[Location identification items]
◇ ◇ ◇ ◇
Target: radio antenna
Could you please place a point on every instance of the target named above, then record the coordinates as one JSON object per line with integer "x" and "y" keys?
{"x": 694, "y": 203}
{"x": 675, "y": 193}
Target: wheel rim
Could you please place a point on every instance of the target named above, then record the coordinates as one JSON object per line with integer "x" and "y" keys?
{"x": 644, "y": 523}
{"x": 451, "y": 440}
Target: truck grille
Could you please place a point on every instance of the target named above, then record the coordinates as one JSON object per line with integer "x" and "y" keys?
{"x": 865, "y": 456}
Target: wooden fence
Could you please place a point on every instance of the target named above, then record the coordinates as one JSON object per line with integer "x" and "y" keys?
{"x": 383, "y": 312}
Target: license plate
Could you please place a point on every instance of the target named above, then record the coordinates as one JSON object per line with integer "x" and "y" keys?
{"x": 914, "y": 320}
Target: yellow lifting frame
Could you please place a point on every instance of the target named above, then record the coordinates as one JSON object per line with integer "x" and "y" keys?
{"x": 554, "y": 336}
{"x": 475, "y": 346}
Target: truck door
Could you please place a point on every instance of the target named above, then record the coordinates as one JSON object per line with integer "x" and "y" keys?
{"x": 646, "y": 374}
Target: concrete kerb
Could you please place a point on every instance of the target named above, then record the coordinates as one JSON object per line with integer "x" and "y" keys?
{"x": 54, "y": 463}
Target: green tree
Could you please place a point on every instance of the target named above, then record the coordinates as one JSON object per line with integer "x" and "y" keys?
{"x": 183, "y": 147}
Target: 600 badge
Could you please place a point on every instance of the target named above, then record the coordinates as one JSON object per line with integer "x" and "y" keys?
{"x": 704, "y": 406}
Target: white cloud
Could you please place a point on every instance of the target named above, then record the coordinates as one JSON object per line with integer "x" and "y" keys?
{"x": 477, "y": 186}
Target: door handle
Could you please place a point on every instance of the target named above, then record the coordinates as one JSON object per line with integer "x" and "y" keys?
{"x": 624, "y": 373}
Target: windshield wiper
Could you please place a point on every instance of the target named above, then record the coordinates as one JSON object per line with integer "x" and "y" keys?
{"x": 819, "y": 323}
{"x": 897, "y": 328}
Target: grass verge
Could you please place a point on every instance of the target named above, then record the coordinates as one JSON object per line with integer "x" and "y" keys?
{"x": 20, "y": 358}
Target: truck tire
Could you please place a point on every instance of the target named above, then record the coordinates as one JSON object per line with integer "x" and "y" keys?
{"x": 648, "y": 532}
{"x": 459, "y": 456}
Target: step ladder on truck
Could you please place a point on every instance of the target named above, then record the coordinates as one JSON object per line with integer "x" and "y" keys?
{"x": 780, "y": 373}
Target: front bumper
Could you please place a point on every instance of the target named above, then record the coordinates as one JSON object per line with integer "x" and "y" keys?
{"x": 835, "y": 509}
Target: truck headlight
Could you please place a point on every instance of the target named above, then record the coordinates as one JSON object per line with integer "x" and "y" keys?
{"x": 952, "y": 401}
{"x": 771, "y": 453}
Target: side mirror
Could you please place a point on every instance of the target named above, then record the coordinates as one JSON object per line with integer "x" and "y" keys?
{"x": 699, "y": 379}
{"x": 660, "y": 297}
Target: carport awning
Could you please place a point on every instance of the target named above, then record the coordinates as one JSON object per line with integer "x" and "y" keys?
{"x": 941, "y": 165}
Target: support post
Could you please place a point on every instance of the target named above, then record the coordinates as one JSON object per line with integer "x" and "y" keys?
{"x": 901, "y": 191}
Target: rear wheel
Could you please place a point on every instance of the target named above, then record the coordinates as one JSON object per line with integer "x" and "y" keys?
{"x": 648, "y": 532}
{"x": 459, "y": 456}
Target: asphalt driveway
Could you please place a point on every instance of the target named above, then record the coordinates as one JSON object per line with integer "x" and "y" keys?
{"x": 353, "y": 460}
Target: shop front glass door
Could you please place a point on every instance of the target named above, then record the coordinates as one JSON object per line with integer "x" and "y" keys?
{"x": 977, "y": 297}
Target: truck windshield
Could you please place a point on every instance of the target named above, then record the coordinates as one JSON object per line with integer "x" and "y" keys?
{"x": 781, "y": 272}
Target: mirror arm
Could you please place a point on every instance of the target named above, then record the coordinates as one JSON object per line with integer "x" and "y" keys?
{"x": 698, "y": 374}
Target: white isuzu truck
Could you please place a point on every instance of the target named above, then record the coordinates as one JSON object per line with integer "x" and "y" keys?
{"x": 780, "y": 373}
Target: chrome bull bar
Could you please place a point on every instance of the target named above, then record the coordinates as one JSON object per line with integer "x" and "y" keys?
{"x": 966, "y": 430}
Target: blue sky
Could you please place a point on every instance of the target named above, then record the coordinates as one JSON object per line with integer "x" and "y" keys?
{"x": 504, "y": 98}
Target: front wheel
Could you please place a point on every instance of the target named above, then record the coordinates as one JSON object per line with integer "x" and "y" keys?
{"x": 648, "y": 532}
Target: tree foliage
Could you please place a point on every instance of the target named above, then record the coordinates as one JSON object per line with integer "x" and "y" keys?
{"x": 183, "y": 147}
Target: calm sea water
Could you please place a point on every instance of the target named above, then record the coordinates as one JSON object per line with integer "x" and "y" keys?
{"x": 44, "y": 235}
◇ ◇ ◇ ◇
**GIVEN INSTRUCTION**
Turn everything from the line containing "Target: calm sea water" down to the end of the items into a Markdown table with two columns, "Row" for the row number and "Text" for the line itself, skipping any blank lines.

**THE ANSWER**
| Row | Text |
|---|---|
| 1 | Target: calm sea water |
| 2 | Could you please place a point on every instance of the target named above, then record the coordinates as one JSON object per line with integer "x" and "y" keys? |
| 3 | {"x": 44, "y": 235} |